▶ **Activities**:
a. Write out the tribunal decision text from "2. The Respondent" up to and including "the decision ourselves.".
b. Continue the tribunal adjournment decision from the point where it stops.

Document text below:

ADJOURNMENT DECISION
1. This is an appeal by the Secretary of State. For ease of reference, we refer to the parties as they were in the First-tier Tribunal. The Respondent appeals against the decision of First-tier Tribunal Judge S J Clarke dated 15 March 2022 (“the Decision”) allowing the Appellant’s appeal against the Respondent’s decision dated 5 October 2020 refusing her human rights claim (Article 8 ECHR).
2. The Respondent appeals the Decision on the basis that the Judge has misdirected herself in law, failed to give adequate reasons and has failed to have any or any adequate regard to statute and case-law relevant to the Judge’s conclusions (including as to the public interest).
3. Permission was granted by First-tier Tribunal Judge Seelhoff on 24 April 2022 in the following terms so far as relevant:
“... 3. The decision is brief and there certainly is no reference to the statutory considerations or indeed to any caselaw. The decision does not even identify what family or private life is impacted by the decision. All grounds can be argued.”
4. The appeal came before us to decide whether the grounds identify any error of law in the Decision and, if so, whether we should set it aside and thereafter whether to remit the appeal for redetermination or to re-make the decision ourselves.
5. By the time that we reached this appeal in our list, it was already after 11am. The hearing was listed at 10am. There was no attendance by the Appellant or her representative.

End of Document text.
Provided information below:

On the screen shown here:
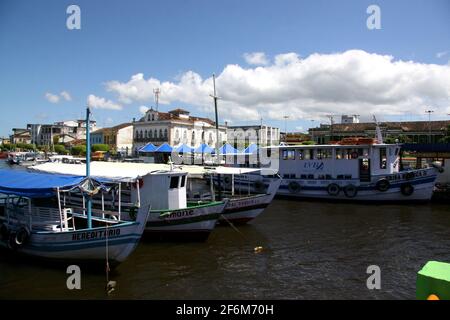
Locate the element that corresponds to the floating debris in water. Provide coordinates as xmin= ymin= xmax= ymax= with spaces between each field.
xmin=254 ymin=247 xmax=264 ymax=253
xmin=106 ymin=281 xmax=117 ymax=294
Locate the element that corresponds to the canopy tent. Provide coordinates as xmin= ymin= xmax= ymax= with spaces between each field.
xmin=176 ymin=143 xmax=194 ymax=153
xmin=244 ymin=143 xmax=258 ymax=154
xmin=155 ymin=142 xmax=173 ymax=152
xmin=195 ymin=143 xmax=214 ymax=153
xmin=138 ymin=143 xmax=156 ymax=152
xmin=213 ymin=143 xmax=239 ymax=155
xmin=0 ymin=169 xmax=86 ymax=198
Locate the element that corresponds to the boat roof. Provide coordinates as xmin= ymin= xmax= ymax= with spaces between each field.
xmin=262 ymin=143 xmax=400 ymax=149
xmin=0 ymin=169 xmax=86 ymax=198
xmin=30 ymin=161 xmax=261 ymax=182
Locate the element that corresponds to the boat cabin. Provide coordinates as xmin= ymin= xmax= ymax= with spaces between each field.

End of Provided information.

▶ **Answers for each item**:
a.
2. The Respondent appeals the Decision on the basis that the Judge has misdirected herself in law, failed to give adequate reasons and has failed to have any or any adequate regard to statute and case-law relevant to the Judge’s conclusions (including as to the public interest).
3. Permission was granted by First-tier Tribunal Judge Seelhoff on 24 April 2022 in the following terms so far as relevant:
“... 3. The decision is brief and there certainly is no reference to the statutory considerations or indeed to any caselaw. The decision does not even identify what family or private life is impacted by the decision. All grounds can be argued.”
4. The appeal came before us to decide whether the grounds identify any error of law in the Decision and, if so, whether we should set it aside and thereafter whether to remit the appeal for redetermination or to re-make the decision ourselves.

b.
6. The Tribunal clerk had however made enquiries in the interim and managed to speak to the Appellant’s solicitors. They said that they had not been notified of the hearing and had been unable to contact their client to ascertain whether she knew of it. They indicated that they would be asking for an adjournment.
7. Mr Whitwell indicated that in light of this explanation, although he did not formally ask for an adjournment, he would not oppose one either for reasons of fairness to the Appellant.
8. There is evidence on the Tribunal system that an email was sent to contact@calicesolicitors.com at 1305 hours on 15 July 2022. We endeavoured to check whether that email address was current and were taken to a message indicating that the solicitor’s website was under maintenance. We could not therefore be sure that the email address was still operative. The system does not show that the notice was sent to the Appellant and it was not sent out by post.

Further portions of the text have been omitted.